━━━ Input for this task ━━━

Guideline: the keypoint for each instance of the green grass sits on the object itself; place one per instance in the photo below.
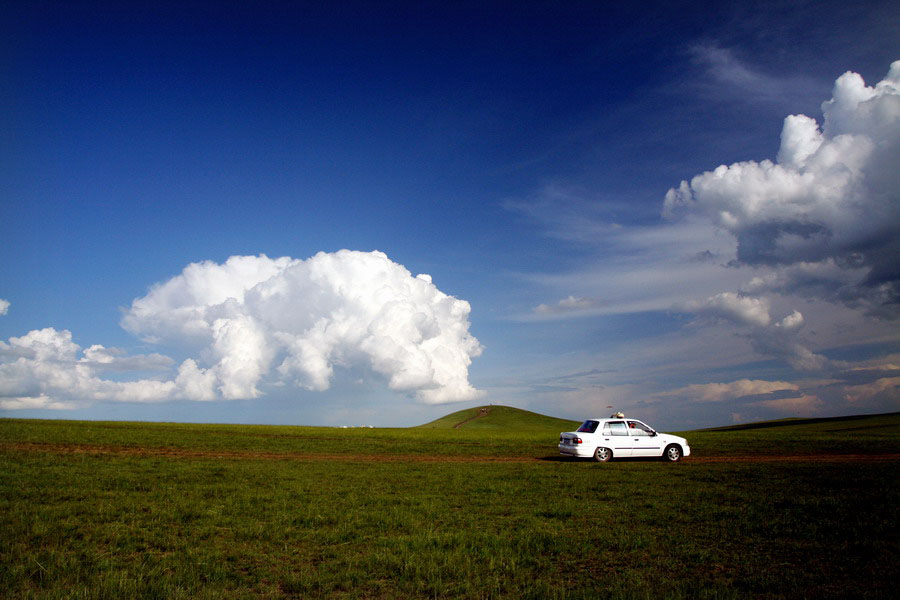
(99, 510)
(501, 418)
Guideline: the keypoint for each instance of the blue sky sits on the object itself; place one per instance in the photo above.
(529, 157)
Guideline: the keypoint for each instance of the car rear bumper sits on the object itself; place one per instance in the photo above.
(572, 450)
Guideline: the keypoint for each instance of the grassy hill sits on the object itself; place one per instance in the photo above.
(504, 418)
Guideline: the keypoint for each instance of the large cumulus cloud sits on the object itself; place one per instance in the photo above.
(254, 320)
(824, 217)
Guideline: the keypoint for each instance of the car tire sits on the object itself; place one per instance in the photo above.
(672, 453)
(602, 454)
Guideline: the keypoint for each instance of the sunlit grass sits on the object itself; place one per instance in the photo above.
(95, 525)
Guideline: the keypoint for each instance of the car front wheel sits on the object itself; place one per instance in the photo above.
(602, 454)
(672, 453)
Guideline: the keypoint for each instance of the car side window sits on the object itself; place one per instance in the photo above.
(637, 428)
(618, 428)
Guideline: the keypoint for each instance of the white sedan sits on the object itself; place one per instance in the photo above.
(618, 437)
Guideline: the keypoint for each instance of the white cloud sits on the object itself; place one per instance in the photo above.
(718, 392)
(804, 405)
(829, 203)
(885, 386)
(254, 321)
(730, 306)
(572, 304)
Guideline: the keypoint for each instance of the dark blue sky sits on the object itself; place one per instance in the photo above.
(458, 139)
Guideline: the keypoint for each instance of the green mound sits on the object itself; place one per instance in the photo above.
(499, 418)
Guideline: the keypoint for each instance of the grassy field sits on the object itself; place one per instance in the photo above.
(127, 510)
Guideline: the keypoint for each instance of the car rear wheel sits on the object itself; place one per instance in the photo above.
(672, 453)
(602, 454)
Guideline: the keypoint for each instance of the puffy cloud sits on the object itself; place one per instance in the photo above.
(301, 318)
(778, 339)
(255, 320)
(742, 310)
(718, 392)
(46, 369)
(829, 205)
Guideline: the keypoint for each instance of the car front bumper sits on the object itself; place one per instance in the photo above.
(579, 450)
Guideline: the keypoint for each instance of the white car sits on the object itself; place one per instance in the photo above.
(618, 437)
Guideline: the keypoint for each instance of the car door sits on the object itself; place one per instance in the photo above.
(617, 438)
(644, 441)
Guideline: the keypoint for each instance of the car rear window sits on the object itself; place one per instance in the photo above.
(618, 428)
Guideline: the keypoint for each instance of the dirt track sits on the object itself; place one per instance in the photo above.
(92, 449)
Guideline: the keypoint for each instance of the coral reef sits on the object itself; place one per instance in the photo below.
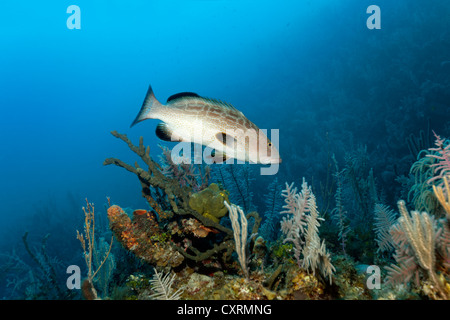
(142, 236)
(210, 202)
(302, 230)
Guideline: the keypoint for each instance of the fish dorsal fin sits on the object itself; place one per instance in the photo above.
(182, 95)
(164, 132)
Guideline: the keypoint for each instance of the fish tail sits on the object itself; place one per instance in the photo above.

━━━

• _Stated goal_
In the copy, include all records verbatim but no images.

• _Task answer_
Guideline: the keypoint for each instance of the green grass sits on the object itself; place one per instance in the photo below.
(99, 510)
(501, 418)
Guideline: the keypoint for each instance of the blue sky sits on the object itself; place one per instance in the photo above.
(529, 157)
Guideline: the keypoint for each instance of the car rear bumper sits on the object itself; place one per instance in the photo above.
(572, 450)
Guideline: the keypoint for each instance of the grassy hill sits on the object itself; place one per instance in the photo above.
(504, 418)
Guideline: the keypoint for each instance of the large cumulus cloud sits on the object itself; place one per instance in the photo above.
(254, 320)
(824, 217)
Guideline: the keypoint for each instance of the car tire sits on the object itself; place one per instance in the photo above.
(672, 453)
(602, 454)
Guideline: the keypoint for each instance of the sunlit grass sits on the object itself; place one per instance in the photo above.
(95, 525)
Guideline: the keypoint for each instance of the car front wheel sits on the object itself; place one per instance in the photo above.
(602, 454)
(672, 453)
Guideline: the keypoint for each instance of the car side window sits on the object itself; place one per instance in the photo above.
(637, 428)
(618, 428)
Guideline: the keypoint for each instance of the white sedan sits on the object itself; place one per instance in the photo above.
(618, 437)
Guideline: the keypoint for each instance of the white cloud sits on the object itself; place one per instance in the photo above.
(718, 392)
(804, 405)
(829, 203)
(885, 386)
(254, 321)
(730, 306)
(572, 304)
Guideline: the keypoint for each instance of the dark blue sky sits on the object itself; place one per instance in the photo above.
(458, 139)
Guideline: the keypoint for each instance of the green mound sits on the object itself; place one per instance in the photo above.
(499, 418)
Guideline: the keypoint for each instance of the grassy field sits on the object itself; place one per instance in the photo above.
(127, 510)
Guideline: the keypoint for each instance of the car rear wheel sits on the object itself; place one per instance in the photo above.
(672, 453)
(602, 454)
Guideline: the keypoint for each instance of the puffy cloud sits on the object itself; place one per instance in the photo above.
(301, 318)
(778, 339)
(255, 320)
(742, 310)
(718, 392)
(46, 369)
(829, 205)
Guideline: the keypoint for each instance of the car front bumper sits on the object itself; place one per instance in the photo above.
(579, 450)
Guideline: the keypoint for each instance of the white car sits on the object itself; place one per instance in the photo above.
(618, 437)
Guideline: the keypoint for each instance of the car door sits on the object itself; place one per instance in the photo above.
(617, 438)
(644, 441)
Guideline: the keypoint for each instance of the car rear window sits on the object itself; place one per instance in the photo above.
(618, 428)
Guideline: the keypoint for each instance of the dirt track sits on the object itself; place one per instance in the photo above.
(92, 449)
Guideline: the keypoint for each instance of the coral reef sits on the object itself; place one per instance in the photo below.
(142, 236)
(210, 202)
(302, 230)
Guideline: the keypoint for each instance of the fish dorsal fin sits on the object itself; place one per instance in the photo above.
(182, 95)
(164, 132)
Guideline: the keypoint for each instance of the fish tail sits on the object itself; place one per instance in the photo above.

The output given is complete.